=== AUSGANGSTEXT ===
Das Geraer Museum für Angewandte Kunst, das Aenne Biermann einen eigenen Raum seiner Dauerausstellung widmet, vergibt seit 1992 alle zwei Jahre den Aenne Biermann-Preis für deutsche Gegenwartsfotografie. Im Dezember 2009 wurde der Geraer Volkshochschule der Name “Aenne Biermann” verliehen. Seit 2008 trägt auch ein Fahrzeug der Geraer Straßenbahn ihren Namen. Meiner Ansicht wäre noch mehr Wertschätzung erwünscht.

Aenne Biermann, Selbstporträt, 1930–1931
Wenn stimmt, was die FAZ online vom 26. September 2019 schrieb: … Biermann gilt als bedeutendste deutsche Avantgarde-Fotografin der 1920er Jahre. … Paradox wirkt, dass ihre Heimatstadt sich einerseits der Bedeutung Biermanns durchaus bewusst scheint, selbst aber kein Interesse am Erwerb der Biermann-Villa und einer angemessenen Nutzung zeigt. … Ein Ausstellungshaus für die bereits erworbenen Meisterfotografien der berühmten Tochter der Stadt stünde Gera neben seinem vielbeachteten Otto-Dix-Haus gut zu Gesicht.
Übrigens: gäbe es heutzutage eine jüdische Fotografin im thüringischen Gera, sie hätte es nicht leicht. Von 42 Sitzen im Stadtrat hat die AfD 12 inne. Sie ist mit 28,8 Prozent stärkste Fraktion.

Aenne Biermann, Betrachtung 1930
1987 richtete das Museum Folkwang in Essen eine umfassende monografische Ausstellung mit Werken Biermanns aus, die zur Wiederentdeckung der Fotografin führte.
Lese- und Sehtips: die Monografie “Aenne Biermann Fotografin”, herausgegeben von Simone Förster und Thomas Seelig, Verlag Scheidegger & Spiess. Und/oder der erweiterte Neudruck der Publikation ‘Der literarische Foto-Streit’ Aenne Biermann von Franz Roh inkl. 60 Fotos. Dieser Reprint eines Büchleins vom Oktober 1930 präsentierte eine Autorin, die mit jedem einzelnen Bild als ‘Werk’ überzeugen wollte und – konnte.
Die aktuelle Ausstellung ist eine Kooperation mit den Bayerischen Staatsgemäldesammlungen, Stiftung Ann und Jürgen Wilde, Pinakothek der Moderne, München. Das Museum Folkwang zeigt 130 Fotografien sowie Briefe und historische Publikationen in Schaukästen.
=== DATENÜBERSICHT ===
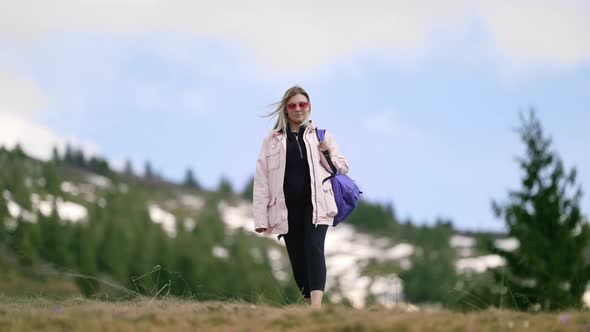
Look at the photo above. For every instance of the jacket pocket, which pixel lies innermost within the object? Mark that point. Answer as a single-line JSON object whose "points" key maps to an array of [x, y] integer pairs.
{"points": [[272, 212], [273, 160], [330, 201]]}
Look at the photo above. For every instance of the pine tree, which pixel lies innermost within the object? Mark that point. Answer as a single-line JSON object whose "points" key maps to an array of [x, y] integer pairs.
{"points": [[3, 216], [148, 172], [548, 269], [55, 157], [69, 154], [190, 181], [128, 170]]}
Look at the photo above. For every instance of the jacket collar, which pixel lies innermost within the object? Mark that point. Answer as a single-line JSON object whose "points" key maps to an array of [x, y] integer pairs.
{"points": [[309, 127]]}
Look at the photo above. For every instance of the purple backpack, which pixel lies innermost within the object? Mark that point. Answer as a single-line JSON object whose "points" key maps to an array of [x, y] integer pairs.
{"points": [[346, 192]]}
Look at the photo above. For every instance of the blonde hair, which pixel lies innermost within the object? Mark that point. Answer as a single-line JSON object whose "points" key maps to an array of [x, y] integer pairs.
{"points": [[281, 110]]}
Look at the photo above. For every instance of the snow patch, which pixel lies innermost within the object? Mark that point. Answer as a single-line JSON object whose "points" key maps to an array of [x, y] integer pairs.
{"points": [[508, 244], [458, 241], [192, 201], [166, 219], [189, 224], [70, 211], [99, 181], [220, 252], [70, 188], [479, 264]]}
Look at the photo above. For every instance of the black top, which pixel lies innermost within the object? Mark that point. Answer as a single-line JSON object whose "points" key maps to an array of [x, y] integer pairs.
{"points": [[297, 183]]}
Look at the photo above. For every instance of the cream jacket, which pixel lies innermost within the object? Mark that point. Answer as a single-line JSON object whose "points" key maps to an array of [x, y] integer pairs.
{"points": [[270, 209]]}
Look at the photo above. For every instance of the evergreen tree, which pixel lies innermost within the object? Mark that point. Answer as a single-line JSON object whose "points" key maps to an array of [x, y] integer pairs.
{"points": [[128, 170], [3, 216], [548, 268], [69, 154], [190, 181], [85, 249], [79, 158], [148, 172], [54, 246], [99, 166], [18, 151], [55, 157]]}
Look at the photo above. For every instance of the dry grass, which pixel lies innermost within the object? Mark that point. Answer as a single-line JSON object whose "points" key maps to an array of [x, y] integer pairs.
{"points": [[78, 314]]}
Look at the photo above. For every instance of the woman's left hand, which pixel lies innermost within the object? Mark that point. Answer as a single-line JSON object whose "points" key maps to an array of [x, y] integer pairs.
{"points": [[324, 147]]}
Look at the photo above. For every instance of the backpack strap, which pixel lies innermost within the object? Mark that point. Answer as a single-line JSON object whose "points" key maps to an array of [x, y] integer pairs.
{"points": [[321, 133]]}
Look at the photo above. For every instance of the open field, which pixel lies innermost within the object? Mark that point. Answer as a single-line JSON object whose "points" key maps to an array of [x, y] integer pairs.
{"points": [[78, 314]]}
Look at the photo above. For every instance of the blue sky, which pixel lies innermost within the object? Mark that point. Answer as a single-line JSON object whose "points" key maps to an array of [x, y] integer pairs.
{"points": [[425, 117]]}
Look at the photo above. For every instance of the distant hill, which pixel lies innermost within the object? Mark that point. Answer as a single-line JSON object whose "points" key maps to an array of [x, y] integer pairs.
{"points": [[75, 221]]}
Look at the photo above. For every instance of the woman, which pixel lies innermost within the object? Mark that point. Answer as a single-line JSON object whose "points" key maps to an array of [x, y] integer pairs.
{"points": [[290, 197]]}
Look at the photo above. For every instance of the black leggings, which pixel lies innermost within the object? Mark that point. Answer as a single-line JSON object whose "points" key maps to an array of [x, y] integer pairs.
{"points": [[305, 246]]}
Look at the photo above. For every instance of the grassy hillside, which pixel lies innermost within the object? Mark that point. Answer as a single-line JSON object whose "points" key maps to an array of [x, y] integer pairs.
{"points": [[79, 314]]}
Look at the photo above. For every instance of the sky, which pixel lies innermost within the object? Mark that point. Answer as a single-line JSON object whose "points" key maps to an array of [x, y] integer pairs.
{"points": [[421, 96]]}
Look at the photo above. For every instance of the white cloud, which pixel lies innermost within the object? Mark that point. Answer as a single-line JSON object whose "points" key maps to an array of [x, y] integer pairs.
{"points": [[389, 124], [304, 35], [539, 33], [21, 100]]}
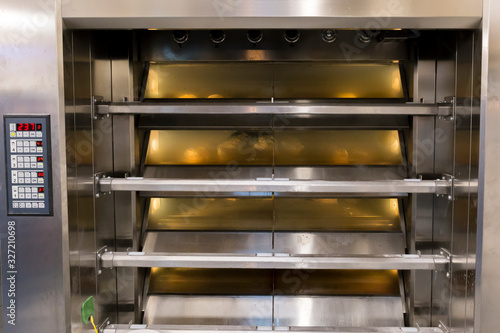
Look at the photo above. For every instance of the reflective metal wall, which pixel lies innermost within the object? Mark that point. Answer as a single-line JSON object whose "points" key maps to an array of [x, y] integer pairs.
{"points": [[37, 298]]}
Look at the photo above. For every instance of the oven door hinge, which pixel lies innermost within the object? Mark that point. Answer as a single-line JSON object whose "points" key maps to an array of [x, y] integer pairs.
{"points": [[104, 324], [98, 257], [449, 181], [447, 108], [100, 107], [443, 327], [97, 188]]}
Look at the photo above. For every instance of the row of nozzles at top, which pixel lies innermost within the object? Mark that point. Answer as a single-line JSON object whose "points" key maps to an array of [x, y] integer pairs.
{"points": [[255, 36]]}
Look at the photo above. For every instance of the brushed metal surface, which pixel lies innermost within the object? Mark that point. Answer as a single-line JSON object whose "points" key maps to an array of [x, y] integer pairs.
{"points": [[258, 80], [347, 243], [290, 147], [488, 270], [259, 14], [288, 311], [208, 187], [159, 46], [189, 281], [338, 243], [32, 84], [279, 214], [209, 310], [223, 108], [113, 328], [338, 311], [209, 242], [271, 261]]}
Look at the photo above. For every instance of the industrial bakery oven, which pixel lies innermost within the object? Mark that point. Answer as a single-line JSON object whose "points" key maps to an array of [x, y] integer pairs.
{"points": [[272, 179], [210, 174]]}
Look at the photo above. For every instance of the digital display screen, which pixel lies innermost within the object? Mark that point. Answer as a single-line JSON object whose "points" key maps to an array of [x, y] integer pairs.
{"points": [[22, 127]]}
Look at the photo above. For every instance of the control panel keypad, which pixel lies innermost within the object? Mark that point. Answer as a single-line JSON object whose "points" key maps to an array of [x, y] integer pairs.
{"points": [[28, 168]]}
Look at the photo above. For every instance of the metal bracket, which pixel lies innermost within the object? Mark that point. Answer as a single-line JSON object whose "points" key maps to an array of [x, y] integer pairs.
{"points": [[443, 327], [450, 187], [447, 254], [447, 109], [104, 324], [98, 257], [100, 107], [97, 187]]}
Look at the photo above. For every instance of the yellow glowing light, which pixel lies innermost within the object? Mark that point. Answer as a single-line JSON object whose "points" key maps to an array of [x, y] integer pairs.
{"points": [[153, 83], [195, 155], [347, 95], [155, 141], [187, 96], [155, 205], [396, 81]]}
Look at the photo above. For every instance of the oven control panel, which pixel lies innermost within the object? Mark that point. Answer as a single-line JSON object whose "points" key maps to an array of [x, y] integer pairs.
{"points": [[28, 165]]}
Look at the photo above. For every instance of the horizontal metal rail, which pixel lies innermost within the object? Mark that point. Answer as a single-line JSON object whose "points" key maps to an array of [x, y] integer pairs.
{"points": [[231, 329], [415, 109], [265, 261], [213, 186]]}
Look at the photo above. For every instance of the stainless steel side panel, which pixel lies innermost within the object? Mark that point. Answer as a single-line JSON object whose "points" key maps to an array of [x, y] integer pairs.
{"points": [[31, 67], [488, 269], [307, 14]]}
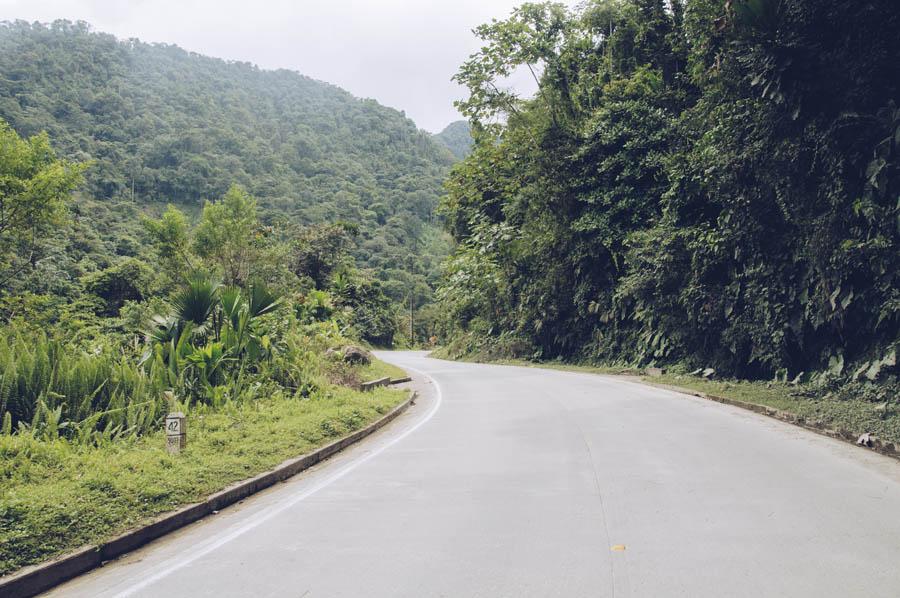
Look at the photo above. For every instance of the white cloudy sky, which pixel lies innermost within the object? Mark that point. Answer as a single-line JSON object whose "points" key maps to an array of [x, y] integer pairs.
{"points": [[400, 52]]}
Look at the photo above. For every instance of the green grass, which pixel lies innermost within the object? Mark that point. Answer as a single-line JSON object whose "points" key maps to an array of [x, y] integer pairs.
{"points": [[836, 410], [379, 369], [56, 496]]}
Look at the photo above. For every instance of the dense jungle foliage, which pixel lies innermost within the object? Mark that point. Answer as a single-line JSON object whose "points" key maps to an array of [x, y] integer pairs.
{"points": [[711, 182], [160, 125], [213, 314]]}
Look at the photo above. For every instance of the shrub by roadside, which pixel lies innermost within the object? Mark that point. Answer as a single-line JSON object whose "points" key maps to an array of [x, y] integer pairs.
{"points": [[58, 495]]}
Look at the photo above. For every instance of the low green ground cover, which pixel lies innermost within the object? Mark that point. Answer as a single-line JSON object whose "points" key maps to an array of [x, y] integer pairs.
{"points": [[58, 495]]}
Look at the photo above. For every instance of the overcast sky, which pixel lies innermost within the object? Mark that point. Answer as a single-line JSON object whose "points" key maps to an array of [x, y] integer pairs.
{"points": [[400, 52]]}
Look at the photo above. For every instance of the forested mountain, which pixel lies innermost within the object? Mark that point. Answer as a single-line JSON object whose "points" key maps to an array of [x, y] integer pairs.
{"points": [[159, 124], [457, 137], [699, 181]]}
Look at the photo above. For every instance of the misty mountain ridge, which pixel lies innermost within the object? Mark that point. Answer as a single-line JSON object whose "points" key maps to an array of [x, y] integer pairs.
{"points": [[162, 124]]}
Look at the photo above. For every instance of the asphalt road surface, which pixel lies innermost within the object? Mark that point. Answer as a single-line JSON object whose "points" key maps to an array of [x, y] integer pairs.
{"points": [[505, 481]]}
===
#### [AUFGABE 1]
Gib aus dem Ausgangstext den Abschnitt wortgetreu wieder, der mit den Worten „Lese- und Sehtips: die“ einsetzt und mit „und – konnte.“ schließt.
#### [AUFGABE 2]
Beantworte mithilfe des Ausgangstextes die folgenden Fragen:
(a) Seit welchem Jahr vergibt das Geraer Museum für Angewandte Kunst den Aenne Biermann-Preis für deutsche Gegenwartsfotografie?
(b) Welches Museum richtete 1987 eine umfassende monografische Ausstellung mit Werken Biermanns aus?
(c) Wie viele Fotografien zeigt das Museum Folkwang in der aktuellen Ausstellung?
Die Einträge haben eine andere Herkunft als der Ausgangstext.

#### [LÖSUNG 1]
Lese- und Sehtips: die Monografie “Aenne Biermann Fotografin”, herausgegeben von Simone Förster und Thomas Seelig, Verlag Scheidegger & Spiess. Und/oder der erweiterte Neudruck der Publikation ‘Der literarische Foto-Streit’ Aenne Biermann von Franz Roh inkl. 60 Fotos. Dieser Reprint eines Büchleins vom Oktober 1930 präsentierte eine Autorin, die mit jedem einzelnen Bild als ‘Werk’ überzeugen wollte und – konnte.

#### [LÖSUNG 2]
(a) Seit 1992.
(b) Das Museum Folkwang in Essen.
(c) 130 Fotografien.